**Brano di testo**
Mario Didò nasce nella periferia di Parigi il 16 novembre 1926, essendo il padre, figlio di una famiglia contadina, emigrato giovanissimo prima in Germania e poi in Francia. La famiglia rimpatria in Italia nel 1941, dopo l’invasione tedesca della Francia e la costituzione del regime di Vichy. Nel 1942, a soli 15 anni, Mario viene assunto come operaio metalmeccanico (titolo che orgogliosamente manterrà sempre, anche nei curricula parlamentari), in un’azienda collegata alla Siai-Marchetti.
Dopo la caduta del fascismo si distingue per la sua attività politica, sia in fabbrica (segretario del nucleo aziendale socialista), sia come dirigente della sezione territoriale del Psi di Somma Lombardo. Frequenta contemporaneamente una scuola serale a Gallarate, diplomandosi geometra presso l’Istituto Carlo Cattaneo di Milano nel 1948.
Nel 1949, da dirigente sindacale, partecipa al primo congresso della Fiom di Firenze. Successivamente, diventa segretario generale della Camera del lavoro di Somma Lombardo, di Gallarate e di Busto Arsizio, impegnandosi nelle lotte sindacali per affrontare la grave crisi che nell’immediato dopoguerra colpisce le fabbriche legate alla produzione bellica. Tre anni più tardi, nel 1952, entra nella segreteria provinciale della Camera del lavoro di Varese e nel 1956 viene eletto al Consiglio comunale – sempre di Varese – e confermato nelle successive elezioni del 1960. Come consigliere comunale si distingue guidando la battaglia per la municipalizzazione della Svit (società privata del trasporto pubblico).
Nel 1959 è nominato segretario generale della Camera del lavoro di Varese e provincia, incarico che lascerà tre anni più tardi per trasferirsi, da vicesegretario nazionale della Cgil, a Roma. Eletto segretario nazionale della confederazione al congresso di Livorno nel 1969, lascerà la Cgil dieci anni più tardi, per candidarsi (era il giugno 1979) alle elezioni per il Parlamento europeo.

**Dati forniti**
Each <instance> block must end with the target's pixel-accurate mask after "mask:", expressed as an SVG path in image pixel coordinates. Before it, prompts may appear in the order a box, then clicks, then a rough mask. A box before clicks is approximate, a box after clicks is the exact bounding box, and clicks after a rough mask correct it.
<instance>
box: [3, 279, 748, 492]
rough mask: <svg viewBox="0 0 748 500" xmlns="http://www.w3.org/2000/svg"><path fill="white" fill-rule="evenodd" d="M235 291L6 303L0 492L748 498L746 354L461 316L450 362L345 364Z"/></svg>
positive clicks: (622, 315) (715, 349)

...

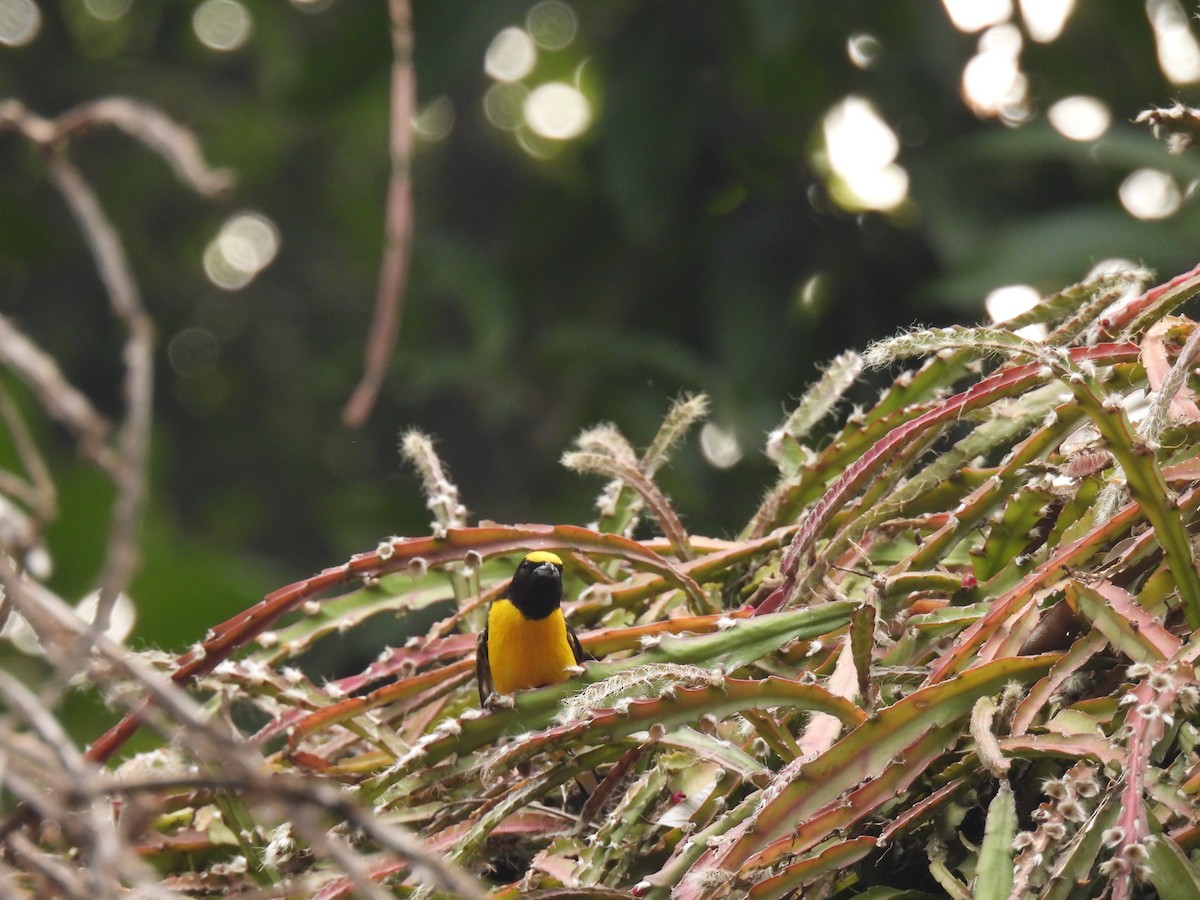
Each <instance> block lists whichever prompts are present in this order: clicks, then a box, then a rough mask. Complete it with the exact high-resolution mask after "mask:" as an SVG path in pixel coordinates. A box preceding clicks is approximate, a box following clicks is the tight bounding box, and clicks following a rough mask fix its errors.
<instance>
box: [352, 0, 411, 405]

**Obiettivo del compito**
Riscrivi il brano su Mario Didò da "Mario Didò nasce" fino a "Milano nel 1948." incluso, sostituendo "operaio metalmeccanico" con "operaio tessile". Le righe sono materiale a sé, separato dal brano.

**Soluzione esercizio**
Mario Didò nasce nella periferia di Parigi il 16 novembre 1926, essendo il padre, figlio di una famiglia contadina, emigrato giovanissimo prima in Germania e poi in Francia. La famiglia rimpatria in Italia nel 1941, dopo l’invasione tedesca della Francia e la costituzione del regime di Vichy. Nel 1942, a soli 15 anni, Mario viene assunto come operaio tessile (titolo che orgogliosamente manterrà sempre, anche nei curricula parlamentari), in un’azienda collegata alla Siai-Marchetti.
Dopo la caduta del fascismo si distingue per la sua attività politica, sia in fabbrica (segretario del nucleo aziendale socialista), sia come dirigente della sezione territoriale del Psi di Somma Lombardo. Frequenta contemporaneamente una scuola serale a Gallarate, diplomandosi geometra presso l’Istituto Carlo Cattaneo di Milano nel 1948.